------ Entries shown

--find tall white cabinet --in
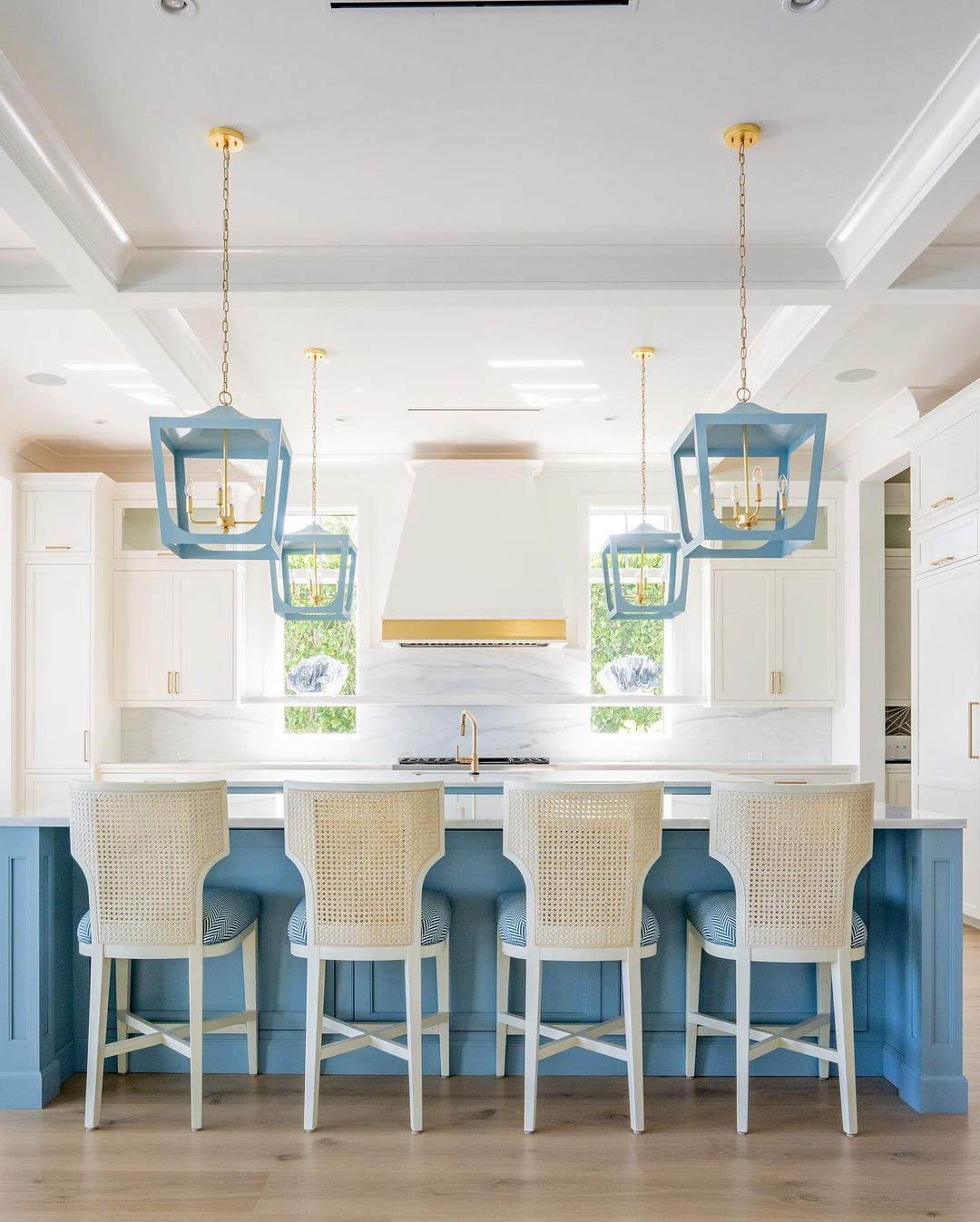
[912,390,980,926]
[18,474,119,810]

------------
------ Entries shown

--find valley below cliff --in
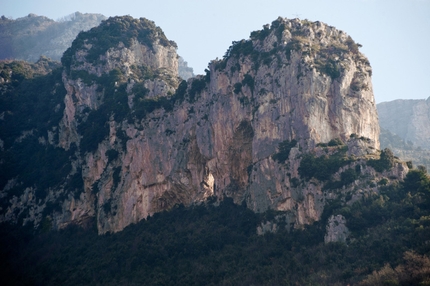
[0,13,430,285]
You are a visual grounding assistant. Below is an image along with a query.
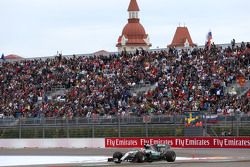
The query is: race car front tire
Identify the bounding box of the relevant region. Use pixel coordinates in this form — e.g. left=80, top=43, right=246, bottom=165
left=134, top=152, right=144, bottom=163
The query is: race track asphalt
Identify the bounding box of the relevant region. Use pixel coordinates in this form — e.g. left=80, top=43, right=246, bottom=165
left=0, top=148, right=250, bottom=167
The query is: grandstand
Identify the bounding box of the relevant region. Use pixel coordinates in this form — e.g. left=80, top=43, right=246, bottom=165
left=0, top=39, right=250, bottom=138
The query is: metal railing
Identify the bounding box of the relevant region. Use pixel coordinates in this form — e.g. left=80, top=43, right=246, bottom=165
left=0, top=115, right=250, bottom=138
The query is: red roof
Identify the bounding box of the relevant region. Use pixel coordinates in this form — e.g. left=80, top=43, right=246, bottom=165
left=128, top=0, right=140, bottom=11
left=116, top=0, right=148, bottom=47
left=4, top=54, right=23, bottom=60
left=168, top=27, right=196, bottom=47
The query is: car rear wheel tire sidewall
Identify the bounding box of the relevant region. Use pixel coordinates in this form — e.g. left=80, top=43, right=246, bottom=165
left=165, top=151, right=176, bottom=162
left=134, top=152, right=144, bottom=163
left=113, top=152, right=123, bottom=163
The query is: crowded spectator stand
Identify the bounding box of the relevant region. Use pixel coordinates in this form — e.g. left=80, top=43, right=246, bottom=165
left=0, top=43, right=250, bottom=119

------------

Your goal: Can you rewrite the entries starting at the line that contains "The query is: grandstand" and ending at the line that contains "left=168, top=27, right=196, bottom=47", with "bounding box" replaced by "enclosing rectangle" and nothing else changed?

Response:
The query is: grandstand
Identify the enclosing rectangle of the relevant region. Use pixel coordinates in this form — e.g. left=80, top=43, right=246, bottom=165
left=0, top=39, right=250, bottom=138
The query is: metal railing
Identify the enclosing rectangle of the relevant region. Use pixel coordinates in this form — e.g. left=80, top=43, right=246, bottom=165
left=0, top=115, right=250, bottom=138
The query is: red roof
Identify the enclosing rectangle of the relevant region. Use pixel coordinates in this form — e.g. left=80, top=43, right=246, bottom=165
left=128, top=0, right=140, bottom=11
left=116, top=0, right=148, bottom=47
left=4, top=54, right=23, bottom=60
left=168, top=27, right=196, bottom=47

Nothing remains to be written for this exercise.